» **WRITTEN EXERCISE**:
All lines from the line containing "trousers in the photo above." up to and including the last line of the listing below should be echoed exactly; no other lines belong in the response.
**** DATA SHOWN ****
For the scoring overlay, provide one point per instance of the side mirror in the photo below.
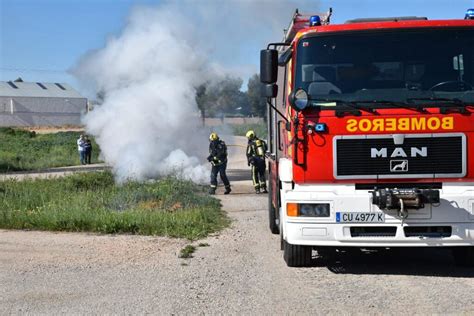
(298, 99)
(268, 65)
(269, 90)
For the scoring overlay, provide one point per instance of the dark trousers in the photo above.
(258, 174)
(221, 170)
(82, 157)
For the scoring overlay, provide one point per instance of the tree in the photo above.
(222, 97)
(256, 101)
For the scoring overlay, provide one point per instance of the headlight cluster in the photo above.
(308, 209)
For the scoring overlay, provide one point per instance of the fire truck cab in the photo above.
(371, 135)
****
» **SOLUTION TO THE EXERCISE**:
For the scoring overlay, provide one point per instance of the dark trousers in the photo above.
(258, 174)
(221, 170)
(82, 157)
For the scoring overlay, provide one point per instance of the tree in the photo above.
(222, 97)
(256, 101)
For the scoring overlay, provide one point per instance of the headlight cluster in the photo above.
(308, 209)
For the scoring overlay, provide one point per instance of the fire truck cab in the photo above.
(371, 135)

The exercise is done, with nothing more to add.